Exercise directions. Copy the listing below from its first line through the line containing "70 73 L 66 73", including both ends, and omit the pictures.

Task input.
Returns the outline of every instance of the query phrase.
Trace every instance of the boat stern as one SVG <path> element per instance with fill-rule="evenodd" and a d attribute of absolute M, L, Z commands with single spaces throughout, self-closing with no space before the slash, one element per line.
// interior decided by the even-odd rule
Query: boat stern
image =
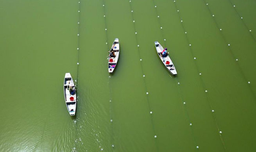
<path fill-rule="evenodd" d="M 177 71 L 176 70 L 170 70 L 170 72 L 172 75 L 176 75 L 177 74 Z"/>
<path fill-rule="evenodd" d="M 70 73 L 66 73 L 65 74 L 65 78 L 72 78 Z"/>

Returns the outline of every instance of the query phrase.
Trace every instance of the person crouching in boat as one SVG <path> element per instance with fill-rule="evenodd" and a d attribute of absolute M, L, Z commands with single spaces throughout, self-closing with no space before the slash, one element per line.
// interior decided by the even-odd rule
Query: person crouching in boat
<path fill-rule="evenodd" d="M 167 51 L 167 48 L 165 48 L 165 49 L 163 50 L 163 51 L 162 51 L 162 55 L 163 55 L 163 57 L 165 58 L 167 57 L 167 56 L 168 56 L 168 54 L 169 54 L 169 52 Z"/>
<path fill-rule="evenodd" d="M 69 93 L 71 95 L 74 95 L 75 94 L 75 88 L 74 86 L 69 86 Z"/>
<path fill-rule="evenodd" d="M 115 58 L 116 57 L 116 55 L 115 55 L 115 51 L 113 49 L 111 49 L 111 50 L 108 51 L 109 53 L 109 55 L 108 55 L 111 58 Z"/>

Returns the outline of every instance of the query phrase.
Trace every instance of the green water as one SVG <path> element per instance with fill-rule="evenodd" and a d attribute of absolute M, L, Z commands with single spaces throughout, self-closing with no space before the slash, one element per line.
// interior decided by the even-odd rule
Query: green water
<path fill-rule="evenodd" d="M 80 2 L 0 1 L 0 151 L 256 151 L 254 0 Z"/>

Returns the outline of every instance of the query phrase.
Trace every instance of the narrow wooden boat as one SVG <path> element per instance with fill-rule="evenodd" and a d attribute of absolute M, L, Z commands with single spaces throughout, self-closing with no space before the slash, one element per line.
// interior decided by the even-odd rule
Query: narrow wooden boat
<path fill-rule="evenodd" d="M 118 38 L 116 38 L 115 39 L 111 49 L 109 51 L 109 54 L 108 56 L 108 72 L 109 73 L 113 72 L 116 66 L 119 57 L 119 41 Z M 111 55 L 111 51 L 114 51 L 113 54 L 115 54 L 114 56 Z"/>
<path fill-rule="evenodd" d="M 73 116 L 75 114 L 77 106 L 76 91 L 75 88 L 74 90 L 70 92 L 69 90 L 71 87 L 75 88 L 74 82 L 70 74 L 66 73 L 64 85 L 65 102 L 70 115 Z"/>
<path fill-rule="evenodd" d="M 177 74 L 177 72 L 176 71 L 176 69 L 175 69 L 174 65 L 173 64 L 169 55 L 167 55 L 165 57 L 163 57 L 162 52 L 164 50 L 163 48 L 158 42 L 157 41 L 155 42 L 155 45 L 156 49 L 156 51 L 158 52 L 158 54 L 165 67 L 168 69 L 168 71 L 169 71 L 172 74 Z"/>

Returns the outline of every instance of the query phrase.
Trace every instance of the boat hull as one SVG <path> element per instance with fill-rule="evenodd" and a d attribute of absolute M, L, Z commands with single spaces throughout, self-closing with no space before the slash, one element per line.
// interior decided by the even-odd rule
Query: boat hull
<path fill-rule="evenodd" d="M 155 46 L 156 46 L 158 55 L 162 61 L 162 63 L 163 63 L 165 67 L 172 74 L 174 75 L 177 74 L 177 72 L 176 70 L 176 68 L 169 55 L 168 55 L 165 57 L 161 56 L 162 52 L 164 50 L 163 47 L 157 41 L 155 42 Z"/>

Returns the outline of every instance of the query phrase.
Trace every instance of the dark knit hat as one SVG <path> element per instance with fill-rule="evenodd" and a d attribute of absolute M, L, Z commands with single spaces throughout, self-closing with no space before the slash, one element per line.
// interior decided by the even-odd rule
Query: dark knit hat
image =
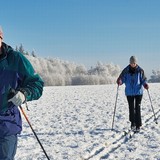
<path fill-rule="evenodd" d="M 3 31 L 2 31 L 1 26 L 0 26 L 0 38 L 3 39 Z"/>
<path fill-rule="evenodd" d="M 137 58 L 135 56 L 131 56 L 129 62 L 130 64 L 137 63 Z"/>

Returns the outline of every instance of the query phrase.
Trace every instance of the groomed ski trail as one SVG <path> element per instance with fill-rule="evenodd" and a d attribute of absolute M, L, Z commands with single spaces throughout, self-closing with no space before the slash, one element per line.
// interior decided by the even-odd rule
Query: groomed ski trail
<path fill-rule="evenodd" d="M 160 109 L 155 113 L 157 115 L 160 112 Z M 153 119 L 154 115 L 147 118 L 144 122 L 143 127 L 141 130 L 144 130 L 146 126 L 151 124 L 151 120 Z M 157 116 L 157 120 L 159 119 L 160 115 Z M 149 123 L 150 122 L 150 123 Z M 154 121 L 152 123 L 155 123 Z M 157 124 L 155 124 L 157 125 Z M 126 133 L 125 133 L 126 132 Z M 131 133 L 131 134 L 130 134 Z M 84 157 L 81 157 L 81 160 L 103 160 L 110 157 L 110 154 L 114 153 L 121 145 L 126 144 L 129 140 L 133 137 L 133 132 L 131 130 L 123 131 L 121 134 L 115 133 L 112 135 L 111 138 L 108 139 L 108 142 L 105 142 L 103 145 L 95 148 L 89 154 L 86 154 Z M 137 133 L 138 134 L 138 133 Z"/>

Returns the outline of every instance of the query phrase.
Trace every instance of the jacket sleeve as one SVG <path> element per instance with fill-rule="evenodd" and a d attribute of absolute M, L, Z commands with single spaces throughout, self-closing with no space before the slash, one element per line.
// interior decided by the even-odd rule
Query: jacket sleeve
<path fill-rule="evenodd" d="M 24 93 L 26 101 L 37 100 L 43 92 L 44 82 L 34 71 L 29 60 L 20 54 L 18 69 L 21 76 L 21 82 L 17 90 Z"/>

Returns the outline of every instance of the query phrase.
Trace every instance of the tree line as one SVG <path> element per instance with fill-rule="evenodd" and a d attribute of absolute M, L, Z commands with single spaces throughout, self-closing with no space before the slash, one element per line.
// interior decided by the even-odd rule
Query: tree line
<path fill-rule="evenodd" d="M 58 58 L 41 58 L 35 51 L 31 54 L 23 45 L 16 47 L 31 62 L 36 72 L 43 78 L 45 86 L 101 85 L 114 84 L 121 72 L 119 65 L 97 62 L 87 69 L 83 64 L 64 61 Z M 154 71 L 149 82 L 160 82 L 160 71 Z"/>

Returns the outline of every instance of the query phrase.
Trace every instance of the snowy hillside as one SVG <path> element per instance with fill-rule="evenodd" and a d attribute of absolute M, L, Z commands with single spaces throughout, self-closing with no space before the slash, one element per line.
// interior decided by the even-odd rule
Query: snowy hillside
<path fill-rule="evenodd" d="M 140 133 L 121 138 L 130 127 L 124 86 L 119 88 L 114 129 L 111 131 L 116 85 L 45 87 L 26 114 L 51 160 L 160 160 L 160 122 L 154 123 L 147 91 L 142 100 Z M 160 117 L 160 84 L 150 84 L 156 116 Z M 22 115 L 23 116 L 23 115 Z M 23 118 L 16 160 L 45 160 Z"/>

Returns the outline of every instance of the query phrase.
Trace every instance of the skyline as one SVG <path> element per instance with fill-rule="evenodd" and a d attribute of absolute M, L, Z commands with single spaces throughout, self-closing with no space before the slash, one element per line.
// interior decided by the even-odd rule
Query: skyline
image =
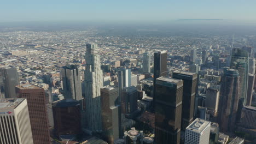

Right answer.
Returns the outline of every instance of the query phrase.
Trace every instance of the boat stern as one SVG <path> element per instance with fill-rule="evenodd" and a d attribute of absolute M, L, Z commands with single spaces throughout, self-closing with no space before the slash, one element per line.
// interior decided by the even-odd rule
Query: boat stern
image =
<path fill-rule="evenodd" d="M 177 71 L 176 70 L 170 70 L 170 72 L 172 75 L 176 75 L 177 74 Z"/>
<path fill-rule="evenodd" d="M 70 73 L 66 73 L 65 74 L 65 78 L 72 78 Z"/>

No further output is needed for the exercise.